#### [Aim of the task]
An exact transcript is needed of the material below, beginning at the line that contains "365L21 344L0 346V420L19" and continuing through its last line; nothing else should appear.

⟨

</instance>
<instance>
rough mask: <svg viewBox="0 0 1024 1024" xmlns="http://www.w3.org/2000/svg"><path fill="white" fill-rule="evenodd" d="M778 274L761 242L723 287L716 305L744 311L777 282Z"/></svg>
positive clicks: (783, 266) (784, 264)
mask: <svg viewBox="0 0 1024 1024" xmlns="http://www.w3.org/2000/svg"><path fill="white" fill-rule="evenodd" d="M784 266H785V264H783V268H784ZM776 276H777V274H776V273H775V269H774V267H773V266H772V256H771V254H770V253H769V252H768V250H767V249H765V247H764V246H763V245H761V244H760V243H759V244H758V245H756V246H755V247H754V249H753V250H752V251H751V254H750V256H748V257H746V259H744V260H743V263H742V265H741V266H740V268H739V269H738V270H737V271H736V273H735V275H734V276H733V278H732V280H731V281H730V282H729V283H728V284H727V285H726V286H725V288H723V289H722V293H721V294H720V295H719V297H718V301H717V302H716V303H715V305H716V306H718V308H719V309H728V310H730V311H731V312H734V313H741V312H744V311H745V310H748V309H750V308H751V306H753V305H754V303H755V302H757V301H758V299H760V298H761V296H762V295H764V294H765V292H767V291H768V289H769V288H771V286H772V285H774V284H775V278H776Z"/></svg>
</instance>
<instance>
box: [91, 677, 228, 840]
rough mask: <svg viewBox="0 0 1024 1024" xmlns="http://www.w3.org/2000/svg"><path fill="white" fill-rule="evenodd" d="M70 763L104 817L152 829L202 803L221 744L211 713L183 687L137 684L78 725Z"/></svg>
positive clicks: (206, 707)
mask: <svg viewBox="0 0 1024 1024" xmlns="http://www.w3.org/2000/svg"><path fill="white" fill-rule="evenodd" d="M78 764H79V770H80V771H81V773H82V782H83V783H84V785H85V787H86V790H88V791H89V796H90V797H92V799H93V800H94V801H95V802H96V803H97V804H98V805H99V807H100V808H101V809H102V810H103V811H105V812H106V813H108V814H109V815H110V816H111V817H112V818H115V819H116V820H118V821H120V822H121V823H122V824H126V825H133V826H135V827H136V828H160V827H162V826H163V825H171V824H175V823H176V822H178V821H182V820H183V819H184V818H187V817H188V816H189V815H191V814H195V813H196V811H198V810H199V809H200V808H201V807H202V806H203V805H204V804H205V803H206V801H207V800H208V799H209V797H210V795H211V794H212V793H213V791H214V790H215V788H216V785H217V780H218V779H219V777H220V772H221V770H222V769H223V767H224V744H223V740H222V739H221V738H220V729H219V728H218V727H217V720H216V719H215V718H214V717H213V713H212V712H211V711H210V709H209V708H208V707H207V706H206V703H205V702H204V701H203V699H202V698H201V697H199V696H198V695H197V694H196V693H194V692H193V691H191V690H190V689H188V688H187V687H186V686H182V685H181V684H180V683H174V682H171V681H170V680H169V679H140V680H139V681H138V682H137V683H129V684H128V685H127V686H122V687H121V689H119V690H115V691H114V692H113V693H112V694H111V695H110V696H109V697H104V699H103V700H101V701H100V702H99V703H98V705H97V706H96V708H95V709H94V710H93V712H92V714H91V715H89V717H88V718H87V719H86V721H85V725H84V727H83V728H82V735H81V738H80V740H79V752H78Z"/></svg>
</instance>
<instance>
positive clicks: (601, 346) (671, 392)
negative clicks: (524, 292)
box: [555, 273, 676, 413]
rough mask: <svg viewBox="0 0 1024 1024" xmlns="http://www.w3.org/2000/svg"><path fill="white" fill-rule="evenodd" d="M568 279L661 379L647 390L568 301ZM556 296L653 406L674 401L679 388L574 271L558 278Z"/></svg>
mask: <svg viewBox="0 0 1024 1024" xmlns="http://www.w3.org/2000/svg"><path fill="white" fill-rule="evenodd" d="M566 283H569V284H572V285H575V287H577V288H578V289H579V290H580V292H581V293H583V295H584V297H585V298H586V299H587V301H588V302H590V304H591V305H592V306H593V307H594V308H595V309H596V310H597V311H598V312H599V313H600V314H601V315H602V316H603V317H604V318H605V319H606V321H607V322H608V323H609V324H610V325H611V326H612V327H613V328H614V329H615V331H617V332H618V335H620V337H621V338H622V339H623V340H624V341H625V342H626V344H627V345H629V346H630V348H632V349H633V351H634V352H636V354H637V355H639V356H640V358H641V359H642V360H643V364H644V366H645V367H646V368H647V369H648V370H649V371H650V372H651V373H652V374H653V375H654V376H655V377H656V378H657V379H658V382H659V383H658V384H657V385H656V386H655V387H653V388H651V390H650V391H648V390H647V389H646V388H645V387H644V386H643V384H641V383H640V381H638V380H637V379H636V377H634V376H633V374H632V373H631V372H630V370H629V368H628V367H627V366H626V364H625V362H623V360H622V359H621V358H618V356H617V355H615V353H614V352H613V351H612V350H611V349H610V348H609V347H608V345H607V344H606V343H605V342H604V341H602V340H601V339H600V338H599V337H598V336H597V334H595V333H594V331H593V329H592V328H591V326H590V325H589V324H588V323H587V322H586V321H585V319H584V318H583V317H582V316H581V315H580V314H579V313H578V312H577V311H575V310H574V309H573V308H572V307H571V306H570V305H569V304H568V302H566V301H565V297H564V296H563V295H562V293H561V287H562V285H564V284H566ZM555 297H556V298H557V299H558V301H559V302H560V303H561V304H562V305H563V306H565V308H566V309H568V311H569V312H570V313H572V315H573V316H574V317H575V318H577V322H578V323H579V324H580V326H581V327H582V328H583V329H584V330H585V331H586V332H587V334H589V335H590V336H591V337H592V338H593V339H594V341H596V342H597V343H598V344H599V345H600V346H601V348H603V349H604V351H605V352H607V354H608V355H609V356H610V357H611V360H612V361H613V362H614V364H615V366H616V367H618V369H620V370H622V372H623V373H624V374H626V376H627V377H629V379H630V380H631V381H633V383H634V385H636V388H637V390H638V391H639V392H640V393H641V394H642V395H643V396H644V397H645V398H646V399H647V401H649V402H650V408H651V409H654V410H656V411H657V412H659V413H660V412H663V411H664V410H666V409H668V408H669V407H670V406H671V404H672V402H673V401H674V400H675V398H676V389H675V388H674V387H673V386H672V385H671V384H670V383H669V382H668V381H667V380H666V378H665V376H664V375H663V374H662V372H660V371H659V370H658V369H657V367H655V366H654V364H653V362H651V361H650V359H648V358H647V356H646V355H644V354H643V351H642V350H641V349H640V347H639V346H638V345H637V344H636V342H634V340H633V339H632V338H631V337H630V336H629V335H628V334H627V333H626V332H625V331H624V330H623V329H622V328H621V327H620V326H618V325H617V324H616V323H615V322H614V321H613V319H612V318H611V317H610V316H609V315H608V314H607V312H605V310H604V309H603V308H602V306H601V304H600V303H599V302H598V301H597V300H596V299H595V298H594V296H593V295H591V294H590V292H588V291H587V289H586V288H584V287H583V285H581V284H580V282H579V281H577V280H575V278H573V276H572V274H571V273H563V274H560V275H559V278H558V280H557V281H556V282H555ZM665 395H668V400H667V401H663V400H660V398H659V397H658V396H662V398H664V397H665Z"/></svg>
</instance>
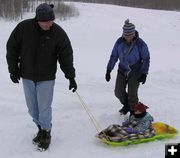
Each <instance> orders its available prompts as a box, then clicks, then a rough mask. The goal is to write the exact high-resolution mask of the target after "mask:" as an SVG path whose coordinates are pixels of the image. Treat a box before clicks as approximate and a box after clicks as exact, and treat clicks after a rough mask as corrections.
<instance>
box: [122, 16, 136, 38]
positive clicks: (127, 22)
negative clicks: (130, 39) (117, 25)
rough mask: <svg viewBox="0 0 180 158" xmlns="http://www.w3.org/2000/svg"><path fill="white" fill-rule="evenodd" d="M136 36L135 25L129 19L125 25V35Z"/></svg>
mask: <svg viewBox="0 0 180 158" xmlns="http://www.w3.org/2000/svg"><path fill="white" fill-rule="evenodd" d="M128 36H135V25H134V24H132V23H130V22H129V19H127V20H126V21H125V22H124V26H123V37H128Z"/></svg>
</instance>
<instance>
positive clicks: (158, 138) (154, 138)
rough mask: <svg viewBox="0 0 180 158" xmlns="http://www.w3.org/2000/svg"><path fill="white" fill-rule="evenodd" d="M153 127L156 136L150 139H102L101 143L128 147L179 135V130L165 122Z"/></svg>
mask: <svg viewBox="0 0 180 158" xmlns="http://www.w3.org/2000/svg"><path fill="white" fill-rule="evenodd" d="M152 126H153V128H154V129H155V131H156V135H155V136H153V137H150V138H143V139H135V140H127V141H124V142H112V141H109V140H107V139H105V138H102V139H100V140H101V142H103V143H106V144H108V145H111V146H127V145H131V144H141V143H145V142H151V141H155V140H162V139H169V138H173V137H175V136H176V135H177V134H178V130H177V129H175V128H174V127H172V126H170V125H167V124H165V123H163V122H154V123H153V124H152Z"/></svg>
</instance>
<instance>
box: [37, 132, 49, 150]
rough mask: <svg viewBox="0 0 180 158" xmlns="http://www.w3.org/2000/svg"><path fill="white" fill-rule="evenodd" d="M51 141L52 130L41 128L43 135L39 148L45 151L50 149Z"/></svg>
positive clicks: (39, 141)
mask: <svg viewBox="0 0 180 158" xmlns="http://www.w3.org/2000/svg"><path fill="white" fill-rule="evenodd" d="M50 143H51V130H44V129H42V130H41V136H40V139H39V143H38V148H39V150H40V151H45V150H47V149H48V147H49V145H50Z"/></svg>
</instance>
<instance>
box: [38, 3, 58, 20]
mask: <svg viewBox="0 0 180 158" xmlns="http://www.w3.org/2000/svg"><path fill="white" fill-rule="evenodd" d="M53 8H54V5H53V4H50V5H49V4H47V3H42V4H40V5H39V6H38V7H37V8H36V20H37V21H39V22H44V21H53V20H54V19H55V15H54V11H53Z"/></svg>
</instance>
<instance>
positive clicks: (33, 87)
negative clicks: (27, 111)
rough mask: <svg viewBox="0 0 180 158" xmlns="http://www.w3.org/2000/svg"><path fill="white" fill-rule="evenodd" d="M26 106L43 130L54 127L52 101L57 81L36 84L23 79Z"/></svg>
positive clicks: (32, 116)
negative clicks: (52, 109)
mask: <svg viewBox="0 0 180 158" xmlns="http://www.w3.org/2000/svg"><path fill="white" fill-rule="evenodd" d="M22 81H23V88H24V94H25V99H26V104H27V107H28V110H29V113H30V115H31V116H32V118H33V121H34V122H35V123H36V125H40V126H41V128H42V129H47V130H48V129H51V127H52V123H51V121H52V108H51V104H52V99H53V92H54V84H55V80H49V81H40V82H34V81H32V80H27V79H22Z"/></svg>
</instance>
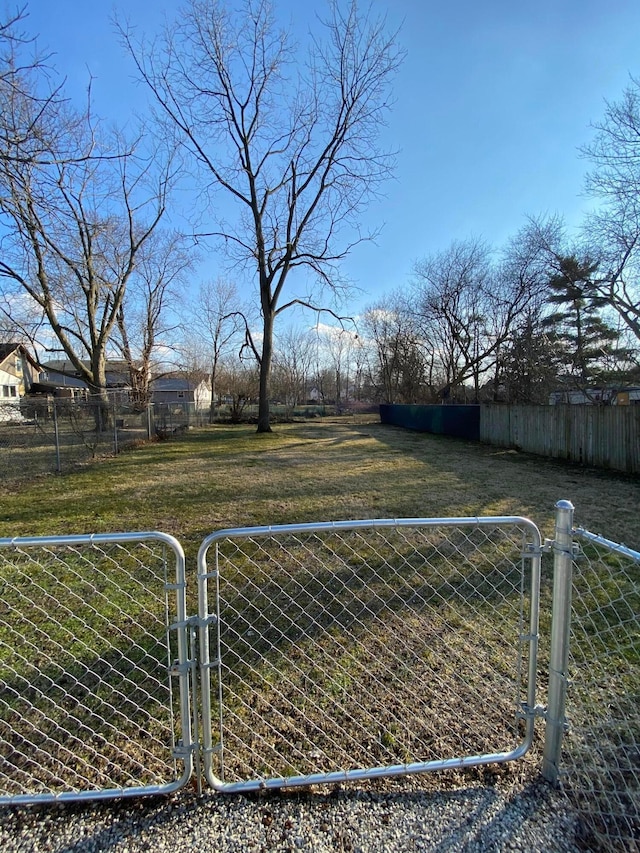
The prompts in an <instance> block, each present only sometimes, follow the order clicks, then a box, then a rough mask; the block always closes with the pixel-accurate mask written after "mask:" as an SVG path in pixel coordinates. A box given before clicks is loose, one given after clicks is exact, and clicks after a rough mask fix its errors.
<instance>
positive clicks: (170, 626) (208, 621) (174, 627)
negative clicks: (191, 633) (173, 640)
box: [169, 613, 218, 631]
mask: <svg viewBox="0 0 640 853" xmlns="http://www.w3.org/2000/svg"><path fill="white" fill-rule="evenodd" d="M217 621H218V617H217V616H216V614H215V613H210V614H209V615H208V616H205V617H204V618H201V617H200V616H187V618H186V619H184V620H182V621H180V622H174V623H173V624H171V625H169V630H170V631H177V630H178V629H179V628H207V627H208V626H209V625H215V623H216V622H217Z"/></svg>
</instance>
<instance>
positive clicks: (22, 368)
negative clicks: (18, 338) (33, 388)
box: [0, 343, 40, 421]
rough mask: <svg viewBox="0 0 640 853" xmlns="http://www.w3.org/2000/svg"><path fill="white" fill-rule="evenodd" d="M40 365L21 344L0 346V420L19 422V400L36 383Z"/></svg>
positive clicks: (19, 404) (20, 418)
mask: <svg viewBox="0 0 640 853" xmlns="http://www.w3.org/2000/svg"><path fill="white" fill-rule="evenodd" d="M39 373H40V365H39V364H38V362H37V361H36V360H35V359H34V358H33V357H32V356H31V355H30V354H29V351H28V350H27V349H26V347H25V346H24V345H23V344H18V343H9V344H0V420H2V421H9V420H21V419H22V415H21V412H20V400H21V399H22V398H23V397H25V396H26V395H27V394H28V393H29V392H30V391H31V390H32V387H33V385H34V384H35V383H37V381H38V377H39Z"/></svg>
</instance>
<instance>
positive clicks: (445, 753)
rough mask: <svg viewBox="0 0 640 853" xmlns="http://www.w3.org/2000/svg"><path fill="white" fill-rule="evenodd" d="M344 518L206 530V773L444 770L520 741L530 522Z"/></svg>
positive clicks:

⟩

#### [Solution to this problem]
rough mask: <svg viewBox="0 0 640 853" xmlns="http://www.w3.org/2000/svg"><path fill="white" fill-rule="evenodd" d="M40 365L21 344L0 346V420L19 422V400L36 383Z"/></svg>
positive clicks: (19, 404) (20, 418)
mask: <svg viewBox="0 0 640 853" xmlns="http://www.w3.org/2000/svg"><path fill="white" fill-rule="evenodd" d="M39 373H40V365H39V364H38V362H37V361H36V360H35V359H34V358H33V357H32V356H31V355H30V354H29V351H28V350H27V349H26V347H25V346H24V345H23V344H18V343H9V344H0V420H2V421H9V420H21V419H22V415H21V412H20V400H21V399H22V398H23V397H25V396H26V395H27V394H28V393H29V392H30V391H31V390H32V387H33V385H34V384H35V383H37V381H38V377H39Z"/></svg>
</instance>
<instance>
positive clicks: (445, 753)
rough mask: <svg viewBox="0 0 640 853" xmlns="http://www.w3.org/2000/svg"><path fill="white" fill-rule="evenodd" d="M344 518L206 530V773L444 770L520 741L530 522Z"/></svg>
positive clicks:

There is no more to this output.